DATA PROVIDED below:

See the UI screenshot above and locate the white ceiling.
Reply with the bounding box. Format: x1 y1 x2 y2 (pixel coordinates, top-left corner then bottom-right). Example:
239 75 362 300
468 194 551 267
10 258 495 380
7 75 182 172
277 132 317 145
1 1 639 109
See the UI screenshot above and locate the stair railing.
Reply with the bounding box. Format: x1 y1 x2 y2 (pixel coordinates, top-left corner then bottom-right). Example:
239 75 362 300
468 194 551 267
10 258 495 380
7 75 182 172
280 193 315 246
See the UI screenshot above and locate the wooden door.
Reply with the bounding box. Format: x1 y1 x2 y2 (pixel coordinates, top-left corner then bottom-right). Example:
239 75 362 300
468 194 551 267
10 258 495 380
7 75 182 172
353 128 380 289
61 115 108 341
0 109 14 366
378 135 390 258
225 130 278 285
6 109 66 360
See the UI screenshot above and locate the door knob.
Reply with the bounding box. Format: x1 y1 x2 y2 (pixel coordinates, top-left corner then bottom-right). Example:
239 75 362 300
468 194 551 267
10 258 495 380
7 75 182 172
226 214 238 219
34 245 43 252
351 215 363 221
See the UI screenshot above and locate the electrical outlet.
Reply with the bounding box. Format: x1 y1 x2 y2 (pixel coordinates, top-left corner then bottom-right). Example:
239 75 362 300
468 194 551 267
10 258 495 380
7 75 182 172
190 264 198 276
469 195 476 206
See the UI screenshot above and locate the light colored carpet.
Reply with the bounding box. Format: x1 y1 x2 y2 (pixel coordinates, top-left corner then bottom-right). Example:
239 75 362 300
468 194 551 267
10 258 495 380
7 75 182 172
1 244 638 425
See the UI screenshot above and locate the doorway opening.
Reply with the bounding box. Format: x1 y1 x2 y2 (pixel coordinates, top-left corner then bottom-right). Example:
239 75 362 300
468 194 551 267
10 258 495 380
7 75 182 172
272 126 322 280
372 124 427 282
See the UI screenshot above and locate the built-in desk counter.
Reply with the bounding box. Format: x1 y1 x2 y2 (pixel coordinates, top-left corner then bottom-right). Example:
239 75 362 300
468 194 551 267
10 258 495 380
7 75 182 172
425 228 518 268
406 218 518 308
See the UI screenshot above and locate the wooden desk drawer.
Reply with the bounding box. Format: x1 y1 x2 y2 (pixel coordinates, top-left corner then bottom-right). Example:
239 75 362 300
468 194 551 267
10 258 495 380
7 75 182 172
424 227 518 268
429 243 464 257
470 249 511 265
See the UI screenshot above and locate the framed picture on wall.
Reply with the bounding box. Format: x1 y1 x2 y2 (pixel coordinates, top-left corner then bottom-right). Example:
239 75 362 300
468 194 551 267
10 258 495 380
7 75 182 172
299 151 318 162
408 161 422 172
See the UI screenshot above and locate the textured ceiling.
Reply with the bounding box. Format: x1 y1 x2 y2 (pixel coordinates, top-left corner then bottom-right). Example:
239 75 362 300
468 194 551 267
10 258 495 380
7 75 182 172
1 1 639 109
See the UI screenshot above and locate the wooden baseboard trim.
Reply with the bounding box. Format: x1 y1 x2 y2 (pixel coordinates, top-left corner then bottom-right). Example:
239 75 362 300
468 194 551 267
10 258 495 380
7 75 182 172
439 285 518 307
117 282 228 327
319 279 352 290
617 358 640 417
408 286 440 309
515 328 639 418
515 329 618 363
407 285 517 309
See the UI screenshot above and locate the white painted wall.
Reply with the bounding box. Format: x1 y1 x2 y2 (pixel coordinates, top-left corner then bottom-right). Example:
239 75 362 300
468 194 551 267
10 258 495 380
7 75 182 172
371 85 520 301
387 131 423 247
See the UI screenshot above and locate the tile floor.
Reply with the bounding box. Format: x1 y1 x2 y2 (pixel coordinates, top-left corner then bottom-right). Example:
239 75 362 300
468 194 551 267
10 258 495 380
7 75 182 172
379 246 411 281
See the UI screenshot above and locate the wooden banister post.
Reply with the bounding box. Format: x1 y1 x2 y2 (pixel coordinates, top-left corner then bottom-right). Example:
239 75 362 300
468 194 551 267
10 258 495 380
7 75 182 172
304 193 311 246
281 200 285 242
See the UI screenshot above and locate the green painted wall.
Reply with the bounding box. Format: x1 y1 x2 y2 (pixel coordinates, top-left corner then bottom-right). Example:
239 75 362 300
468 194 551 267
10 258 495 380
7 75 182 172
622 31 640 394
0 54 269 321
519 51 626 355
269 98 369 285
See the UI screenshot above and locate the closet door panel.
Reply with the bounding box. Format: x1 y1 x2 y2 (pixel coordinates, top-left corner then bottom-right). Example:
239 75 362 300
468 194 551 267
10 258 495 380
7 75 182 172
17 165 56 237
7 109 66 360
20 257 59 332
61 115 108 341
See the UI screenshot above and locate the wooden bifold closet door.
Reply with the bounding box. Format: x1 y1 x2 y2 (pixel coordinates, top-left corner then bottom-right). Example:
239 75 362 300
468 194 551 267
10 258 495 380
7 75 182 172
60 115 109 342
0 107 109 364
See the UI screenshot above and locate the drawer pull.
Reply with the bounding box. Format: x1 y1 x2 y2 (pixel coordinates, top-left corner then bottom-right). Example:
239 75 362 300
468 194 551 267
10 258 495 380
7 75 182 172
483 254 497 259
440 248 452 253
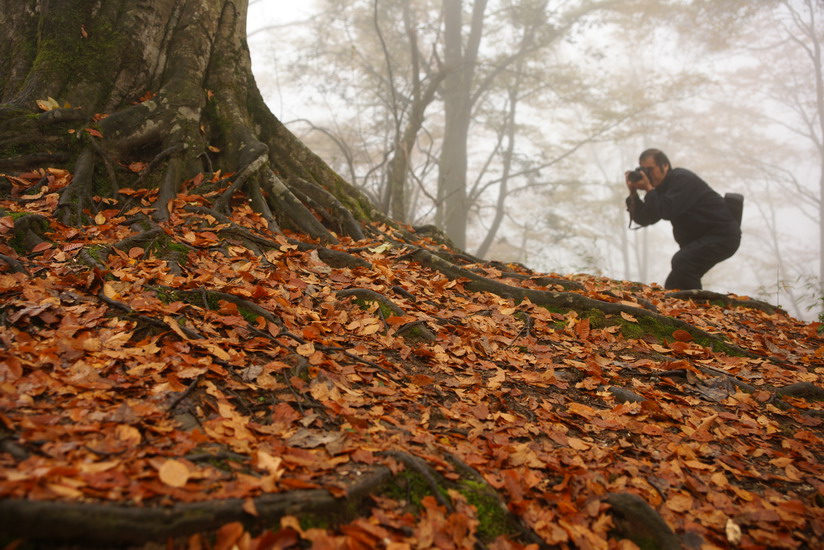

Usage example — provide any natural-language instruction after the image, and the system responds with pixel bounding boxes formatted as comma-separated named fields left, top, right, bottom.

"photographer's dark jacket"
left=626, top=167, right=740, bottom=247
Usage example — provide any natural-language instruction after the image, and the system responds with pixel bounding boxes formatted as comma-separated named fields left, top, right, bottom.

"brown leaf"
left=242, top=498, right=258, bottom=517
left=672, top=329, right=693, bottom=342
left=158, top=459, right=190, bottom=488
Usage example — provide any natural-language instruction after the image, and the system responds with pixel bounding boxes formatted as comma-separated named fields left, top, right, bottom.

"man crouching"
left=625, top=148, right=741, bottom=290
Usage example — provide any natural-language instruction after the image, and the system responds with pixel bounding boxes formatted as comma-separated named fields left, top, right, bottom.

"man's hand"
left=625, top=171, right=653, bottom=192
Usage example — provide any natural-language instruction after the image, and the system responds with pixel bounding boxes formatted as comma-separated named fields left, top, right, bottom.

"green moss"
left=350, top=296, right=394, bottom=320
left=457, top=480, right=516, bottom=541
left=584, top=308, right=608, bottom=328
left=380, top=470, right=443, bottom=509
left=377, top=471, right=522, bottom=544
left=31, top=7, right=125, bottom=102
left=154, top=287, right=186, bottom=305
left=85, top=244, right=109, bottom=262
left=615, top=312, right=742, bottom=355
left=165, top=242, right=191, bottom=267
left=8, top=234, right=27, bottom=255
left=238, top=307, right=261, bottom=324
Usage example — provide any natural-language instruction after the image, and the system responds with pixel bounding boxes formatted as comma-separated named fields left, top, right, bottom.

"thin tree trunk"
left=437, top=0, right=486, bottom=250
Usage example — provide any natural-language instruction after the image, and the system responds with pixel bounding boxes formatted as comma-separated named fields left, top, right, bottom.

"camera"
left=627, top=168, right=645, bottom=182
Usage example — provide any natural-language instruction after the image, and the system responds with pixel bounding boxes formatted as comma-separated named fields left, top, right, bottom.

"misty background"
left=247, top=0, right=823, bottom=321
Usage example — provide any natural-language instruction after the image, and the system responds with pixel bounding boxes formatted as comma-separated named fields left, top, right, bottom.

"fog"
left=248, top=1, right=822, bottom=321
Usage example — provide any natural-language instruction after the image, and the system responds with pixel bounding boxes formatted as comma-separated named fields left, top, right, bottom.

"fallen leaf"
left=158, top=459, right=190, bottom=488
left=672, top=329, right=693, bottom=342
left=666, top=492, right=693, bottom=513
left=36, top=97, right=61, bottom=111
left=242, top=498, right=258, bottom=517
left=726, top=519, right=742, bottom=545
left=620, top=311, right=638, bottom=323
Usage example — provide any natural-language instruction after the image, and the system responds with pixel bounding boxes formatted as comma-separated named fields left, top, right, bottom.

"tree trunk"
left=383, top=0, right=444, bottom=223
left=0, top=0, right=377, bottom=236
left=437, top=0, right=486, bottom=250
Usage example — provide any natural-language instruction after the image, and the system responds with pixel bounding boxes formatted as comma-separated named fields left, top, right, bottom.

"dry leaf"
left=725, top=519, right=742, bottom=545
left=672, top=329, right=693, bottom=342
left=620, top=311, right=638, bottom=323
left=158, top=459, right=190, bottom=488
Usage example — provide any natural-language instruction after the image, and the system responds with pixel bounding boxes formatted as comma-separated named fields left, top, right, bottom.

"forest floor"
left=1, top=168, right=823, bottom=549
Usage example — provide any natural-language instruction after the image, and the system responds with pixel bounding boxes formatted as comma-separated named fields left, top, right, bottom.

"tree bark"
left=0, top=0, right=378, bottom=234
left=437, top=0, right=486, bottom=250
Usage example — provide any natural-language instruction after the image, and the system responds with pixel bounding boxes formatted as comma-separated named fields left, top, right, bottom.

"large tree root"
left=7, top=213, right=49, bottom=254
left=405, top=246, right=755, bottom=356
left=604, top=493, right=682, bottom=550
left=98, top=292, right=203, bottom=340
left=0, top=466, right=392, bottom=547
left=287, top=176, right=365, bottom=240
left=0, top=253, right=29, bottom=274
left=181, top=205, right=369, bottom=268
left=667, top=289, right=781, bottom=314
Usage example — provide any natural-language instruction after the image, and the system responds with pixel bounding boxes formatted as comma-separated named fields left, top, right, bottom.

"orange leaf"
left=620, top=311, right=638, bottom=323
left=158, top=459, right=190, bottom=488
left=214, top=522, right=244, bottom=550
left=0, top=355, right=23, bottom=381
left=242, top=498, right=258, bottom=517
left=666, top=492, right=693, bottom=513
left=672, top=329, right=693, bottom=342
left=296, top=342, right=316, bottom=357
left=575, top=318, right=590, bottom=339
left=164, top=316, right=191, bottom=341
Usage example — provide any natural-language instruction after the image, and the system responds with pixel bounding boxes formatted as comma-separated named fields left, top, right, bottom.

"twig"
left=168, top=374, right=204, bottom=412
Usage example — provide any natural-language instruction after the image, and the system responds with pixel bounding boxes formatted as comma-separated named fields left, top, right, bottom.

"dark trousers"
left=665, top=233, right=741, bottom=290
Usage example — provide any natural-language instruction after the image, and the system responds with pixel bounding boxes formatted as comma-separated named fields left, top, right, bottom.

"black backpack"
left=724, top=193, right=744, bottom=226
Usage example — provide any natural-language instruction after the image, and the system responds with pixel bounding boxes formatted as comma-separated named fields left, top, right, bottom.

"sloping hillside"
left=1, top=168, right=822, bottom=549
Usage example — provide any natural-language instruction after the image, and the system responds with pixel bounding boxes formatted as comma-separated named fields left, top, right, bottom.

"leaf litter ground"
left=0, top=169, right=823, bottom=549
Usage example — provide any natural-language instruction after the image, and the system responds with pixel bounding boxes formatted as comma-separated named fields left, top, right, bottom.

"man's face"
left=639, top=157, right=668, bottom=188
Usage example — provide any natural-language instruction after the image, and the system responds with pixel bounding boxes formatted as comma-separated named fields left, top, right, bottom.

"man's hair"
left=639, top=148, right=671, bottom=169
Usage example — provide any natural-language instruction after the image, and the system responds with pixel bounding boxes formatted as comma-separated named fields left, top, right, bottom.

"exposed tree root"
left=405, top=246, right=754, bottom=356
left=667, top=288, right=781, bottom=314
left=608, top=386, right=647, bottom=404
left=56, top=147, right=97, bottom=226
left=287, top=176, right=365, bottom=240
left=261, top=171, right=337, bottom=243
left=336, top=288, right=438, bottom=342
left=0, top=253, right=29, bottom=274
left=0, top=467, right=392, bottom=547
left=183, top=205, right=369, bottom=268
left=0, top=433, right=29, bottom=462
left=176, top=288, right=281, bottom=327
left=383, top=450, right=455, bottom=512
left=8, top=213, right=49, bottom=253
left=107, top=227, right=166, bottom=255
left=336, top=288, right=407, bottom=317
left=443, top=452, right=550, bottom=549
left=604, top=493, right=682, bottom=550
left=98, top=292, right=203, bottom=340
left=134, top=145, right=186, bottom=190
left=776, top=381, right=824, bottom=400
left=0, top=152, right=70, bottom=171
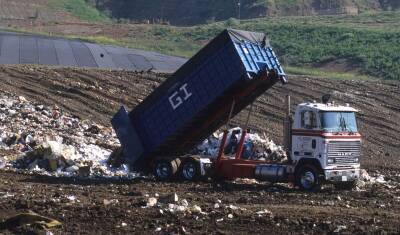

End of DATA PROVIDED.

Search the entries above for lines containing the word "painted", and copy each one.

EXERCISE RESULT →
See the UI screenshot above and locate the white painted wall.
See the UI screenshot above and locate the green painted wall.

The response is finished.